### Excerpted passage:
※ ※ ※

For more, I`m joined by state Senator Jennifer Wexton, who won 42 percent, very powerful.

Senator, thank you for coming on tonight.

Let`s talk about you and Barbara Comstock. Comstock is one of these tough incumbents that they`re survivors. How are you going to knock her out? JENNIFER WEXTON (D), VIRGINIA CONGRESSIONAL CANDIDATE: Well, I have deep roots in the district and a record of winning tough elections and then delivering for my constituents once I`m elected.

I think those things really resonate in the district. Barbara also is out of touch. She says one thing and does another. She...

(CROSSTALK)

MATTHEWS: How about guns? Talk about your guns difference.

WEXTON: Absolutely.

I mean, that`s a big area of contrast. Barbara Comstock has an A rating from the NRA. She`s one of the top recipients of money from them, despite having been in Congress for only a short time.

I, on the other hand, have been fighting for gun safety legislation in Richmond for years. And I`m going to continue to do that on the trail and in Congress.

MATTHEWS: OK, what about immigration? Talk differences. What`s the difference between you and the incumbent Republican you have to beat this November on immigration? What`s the difference?

WEXTON: Well, we live, here in Virginia 10, in a very diverse district. We have a big Muslim population.

And Barbara Comstock was silent when Donald Trump started the Muslim ban. We have a big international airport, Dulles Airport, in our district. I was there, along with many members of Congress, other elected officials, and hundreds of people from the district, protesting and lawyers, and Barbara, not a peep.

MATTHEWS: What about this MS-13 thing that Trump keeps talking, MS-13, the gang from Latin America? Is that a danger you`re not facing up to? Let`s talk about it.

WEXTON: Republicans want to equate MS-13 and immigration. They want to conflate those issues.

They did it in 2017 in our statewide elections, and it failed miserably. Voters are smarter than that. And they really don`t respond well to this race-baiting and fear-mongering.

I think what`s really important are things like the fact that Barbara Comstock is refusing to sign on to the discharge petition for DACA protections.

MATTHEWS: Yes.

WEXTON: She is -- and rather than take a stand on something, she stands for nothing.

MATTHEWS: Do you want Trump to come in the district and campaign against you? Would that help you?

WEXTON: I don`t think anybody can control what the president does.

MATTHEWS: Give me a word for him.

WEXTON: Divisive.

MATTHEWS: Senator? Huh?

WEXTON: Divisive.

MATTHEWS: Yes. Can you go any further than that?

(LAUGHTER)

WEXTON: I mean, his whole...

MATTHEWS: You`re running against this guy. Go ahead. Go ahead.

WEXTON: His whole persona is about dividing, dividing us, and making us weaker by dividing us. I think that we need to come together, and we`re stronger when we focus on our commonalities.

MATTHEWS: That`s a good message.

Thank you so much, state Senator Jennifer Wexton, who won a very impressive victory yesterday, 42 percent against a very wide field. That`s a good number.

Congratulations, Senator.

WEXTON: Thank you, Chris.

※ ※ ※

### Entries about locating named things:
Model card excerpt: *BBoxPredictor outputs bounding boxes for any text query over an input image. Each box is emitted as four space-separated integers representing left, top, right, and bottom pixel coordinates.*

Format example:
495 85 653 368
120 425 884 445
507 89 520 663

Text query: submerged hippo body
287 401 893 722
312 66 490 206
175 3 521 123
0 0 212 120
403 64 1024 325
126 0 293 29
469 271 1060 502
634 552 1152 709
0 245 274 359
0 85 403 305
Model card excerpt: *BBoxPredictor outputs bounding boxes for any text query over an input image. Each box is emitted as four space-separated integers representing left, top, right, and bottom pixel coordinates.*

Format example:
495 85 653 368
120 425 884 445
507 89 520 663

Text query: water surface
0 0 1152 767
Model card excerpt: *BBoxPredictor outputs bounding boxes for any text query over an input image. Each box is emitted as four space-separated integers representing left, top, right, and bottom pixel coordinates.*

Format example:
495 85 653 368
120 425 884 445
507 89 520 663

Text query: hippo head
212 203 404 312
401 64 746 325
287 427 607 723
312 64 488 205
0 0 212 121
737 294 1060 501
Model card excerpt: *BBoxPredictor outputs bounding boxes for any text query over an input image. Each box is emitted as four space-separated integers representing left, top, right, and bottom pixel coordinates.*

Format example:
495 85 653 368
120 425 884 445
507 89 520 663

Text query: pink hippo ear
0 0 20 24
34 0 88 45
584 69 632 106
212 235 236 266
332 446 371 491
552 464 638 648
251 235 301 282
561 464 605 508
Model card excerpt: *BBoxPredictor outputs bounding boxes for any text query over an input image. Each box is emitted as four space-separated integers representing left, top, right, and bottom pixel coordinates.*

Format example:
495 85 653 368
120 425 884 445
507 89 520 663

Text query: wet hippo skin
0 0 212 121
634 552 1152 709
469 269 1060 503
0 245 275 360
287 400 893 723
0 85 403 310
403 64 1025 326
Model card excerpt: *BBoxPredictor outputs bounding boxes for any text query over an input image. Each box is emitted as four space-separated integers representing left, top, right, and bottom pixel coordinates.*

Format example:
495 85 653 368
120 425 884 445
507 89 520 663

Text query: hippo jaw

※ ※ ※

### What to work on:
Transcribe the interview from "MATTHEWS: What about" to "race-baiting and fear-mongering.".

### Result of the exercise:
MATTHEWS: What about this MS-13 thing that Trump keeps talking, MS-13, the gang from Latin America? Is that a danger you`re not facing up to? Let`s talk about it.

WEXTON: Republicans want to equate MS-13 and immigration. They want to conflate those issues.

They did it in 2017 in our statewide elections, and it failed miserably. Voters are smarter than that. And they really don`t respond well to this race-baiting and fear-mongering.